### The input
§

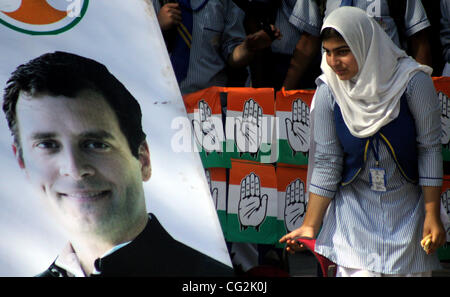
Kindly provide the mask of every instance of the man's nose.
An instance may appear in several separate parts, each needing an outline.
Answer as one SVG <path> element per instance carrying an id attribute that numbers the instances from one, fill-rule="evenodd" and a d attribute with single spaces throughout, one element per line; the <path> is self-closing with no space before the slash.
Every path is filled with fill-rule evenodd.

§

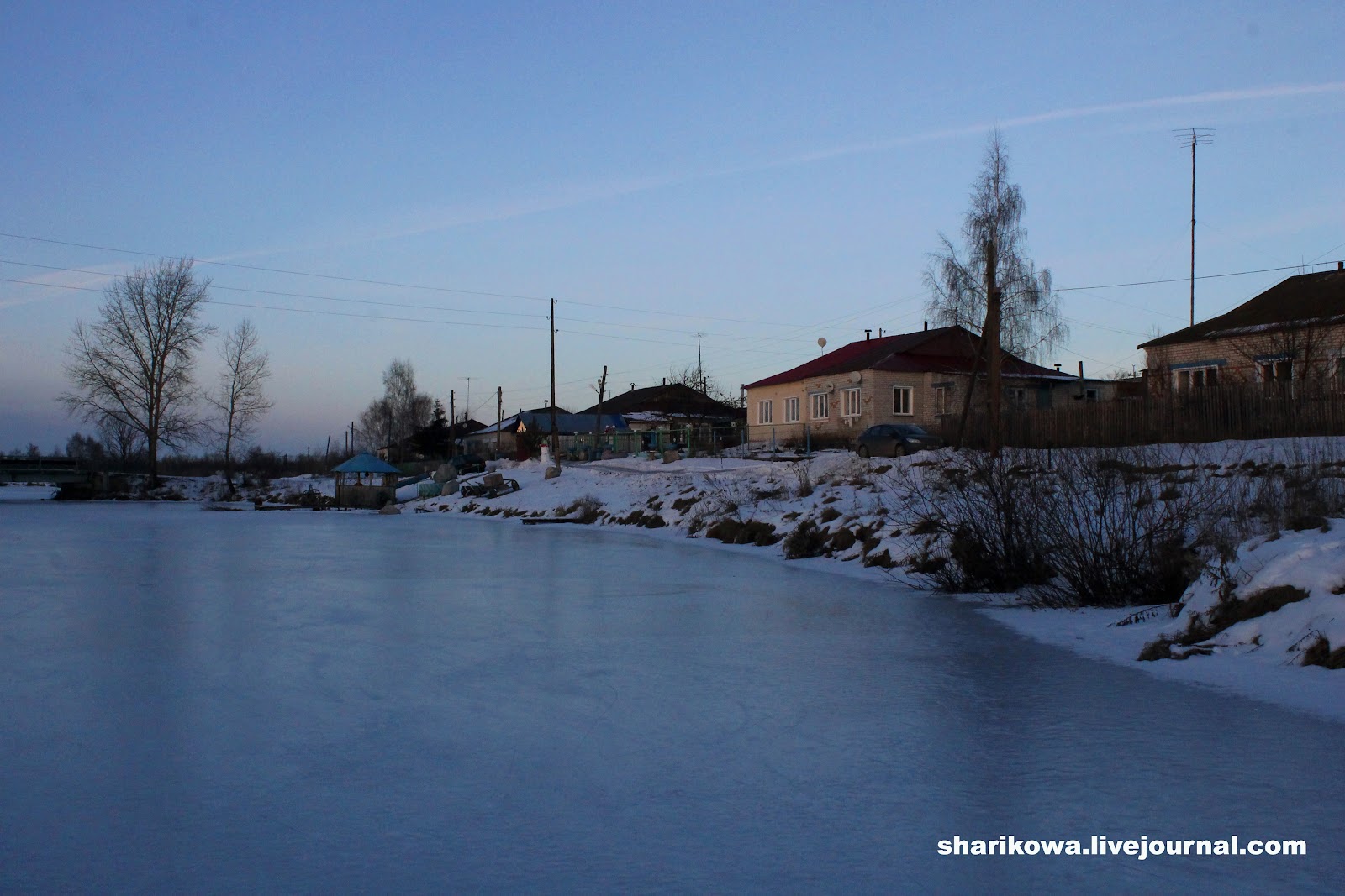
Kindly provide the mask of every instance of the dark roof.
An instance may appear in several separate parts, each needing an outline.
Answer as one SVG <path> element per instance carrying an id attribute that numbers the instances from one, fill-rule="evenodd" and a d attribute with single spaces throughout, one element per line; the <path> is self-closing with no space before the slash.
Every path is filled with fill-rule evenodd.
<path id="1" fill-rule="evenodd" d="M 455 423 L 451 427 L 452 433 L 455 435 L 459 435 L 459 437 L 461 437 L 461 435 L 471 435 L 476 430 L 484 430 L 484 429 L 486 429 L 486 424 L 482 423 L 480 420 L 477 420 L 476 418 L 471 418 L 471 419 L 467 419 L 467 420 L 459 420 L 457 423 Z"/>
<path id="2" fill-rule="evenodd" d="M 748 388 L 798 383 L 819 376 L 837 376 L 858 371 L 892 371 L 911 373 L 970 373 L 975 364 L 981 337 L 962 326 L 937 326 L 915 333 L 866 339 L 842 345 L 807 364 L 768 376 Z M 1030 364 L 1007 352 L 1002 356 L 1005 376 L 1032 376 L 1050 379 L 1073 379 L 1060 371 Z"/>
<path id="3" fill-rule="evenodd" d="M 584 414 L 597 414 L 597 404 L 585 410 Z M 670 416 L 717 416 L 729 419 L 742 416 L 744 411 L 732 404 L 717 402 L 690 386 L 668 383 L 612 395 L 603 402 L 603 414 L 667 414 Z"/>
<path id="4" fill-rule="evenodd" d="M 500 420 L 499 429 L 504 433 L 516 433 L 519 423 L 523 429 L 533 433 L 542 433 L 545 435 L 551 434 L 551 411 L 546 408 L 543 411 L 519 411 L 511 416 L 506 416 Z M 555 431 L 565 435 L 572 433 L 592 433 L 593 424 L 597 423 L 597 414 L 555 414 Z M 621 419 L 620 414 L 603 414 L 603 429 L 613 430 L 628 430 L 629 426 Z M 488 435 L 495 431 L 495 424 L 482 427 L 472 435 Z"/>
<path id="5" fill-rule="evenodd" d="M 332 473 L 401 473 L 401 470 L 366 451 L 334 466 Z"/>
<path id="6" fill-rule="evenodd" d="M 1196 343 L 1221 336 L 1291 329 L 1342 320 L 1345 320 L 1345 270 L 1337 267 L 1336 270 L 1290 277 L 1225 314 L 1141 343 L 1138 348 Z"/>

§

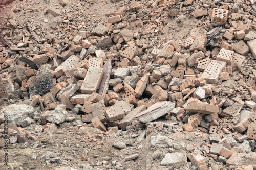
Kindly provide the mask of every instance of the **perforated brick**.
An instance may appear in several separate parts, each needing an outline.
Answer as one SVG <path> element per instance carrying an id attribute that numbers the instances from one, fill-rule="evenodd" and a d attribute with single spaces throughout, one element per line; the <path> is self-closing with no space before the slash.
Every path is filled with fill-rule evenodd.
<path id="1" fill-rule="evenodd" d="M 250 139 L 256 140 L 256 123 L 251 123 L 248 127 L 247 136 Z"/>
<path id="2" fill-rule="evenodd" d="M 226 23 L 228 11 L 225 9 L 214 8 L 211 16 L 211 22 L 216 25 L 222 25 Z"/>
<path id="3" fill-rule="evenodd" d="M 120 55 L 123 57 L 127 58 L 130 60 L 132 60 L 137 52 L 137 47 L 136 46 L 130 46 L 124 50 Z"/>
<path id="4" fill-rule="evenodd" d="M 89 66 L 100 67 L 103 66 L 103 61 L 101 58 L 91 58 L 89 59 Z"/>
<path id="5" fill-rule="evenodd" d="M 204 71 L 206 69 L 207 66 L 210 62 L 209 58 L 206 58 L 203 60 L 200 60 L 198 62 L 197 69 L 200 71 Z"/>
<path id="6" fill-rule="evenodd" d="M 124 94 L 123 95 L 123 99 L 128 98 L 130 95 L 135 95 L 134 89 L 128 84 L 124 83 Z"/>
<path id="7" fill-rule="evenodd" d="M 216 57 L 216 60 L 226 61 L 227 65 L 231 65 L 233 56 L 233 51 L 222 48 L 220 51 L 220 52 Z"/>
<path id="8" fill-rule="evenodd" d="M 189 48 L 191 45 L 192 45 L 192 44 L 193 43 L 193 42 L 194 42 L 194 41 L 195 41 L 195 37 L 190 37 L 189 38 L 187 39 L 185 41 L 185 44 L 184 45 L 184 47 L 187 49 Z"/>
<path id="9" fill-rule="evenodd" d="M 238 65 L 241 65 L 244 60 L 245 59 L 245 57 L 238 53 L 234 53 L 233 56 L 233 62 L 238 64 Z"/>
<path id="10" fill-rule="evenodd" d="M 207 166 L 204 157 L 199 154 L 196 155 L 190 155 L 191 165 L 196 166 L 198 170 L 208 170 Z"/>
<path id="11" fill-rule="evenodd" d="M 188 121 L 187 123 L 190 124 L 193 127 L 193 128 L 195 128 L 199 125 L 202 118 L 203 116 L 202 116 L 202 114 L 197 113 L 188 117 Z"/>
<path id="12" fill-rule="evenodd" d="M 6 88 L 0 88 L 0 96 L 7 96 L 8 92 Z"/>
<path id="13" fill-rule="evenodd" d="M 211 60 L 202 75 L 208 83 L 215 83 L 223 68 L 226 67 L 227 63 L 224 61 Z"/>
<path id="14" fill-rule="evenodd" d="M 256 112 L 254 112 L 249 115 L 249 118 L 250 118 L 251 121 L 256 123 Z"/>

§

### Directions for this task
Express the material between the lines holding "Kindly provide the mask of every instance of the **perforated" and "250 139 L 256", inclusive, as a two-column CSV with columns instruction and output, one row per instruction paired with its answer. Put each field in quotes and replace line breaks with spaces.

### Solution
instruction,output
"Kindly provide the mask of every instance of the **perforated brick**. An instance may appear in several separate parts, each needing an outline. Answer as one SVG <path> element per instance carrying an id attribute that numbers the instances from one, fill-rule=""evenodd"" and a d attribute with single spaces throughout, one element per line; the <path> is self-closing with no space before the slash. Every path is filled with fill-rule evenodd.","<path id=""1"" fill-rule=""evenodd"" d=""M 250 139 L 256 140 L 256 123 L 251 123 L 248 127 L 247 136 Z""/>"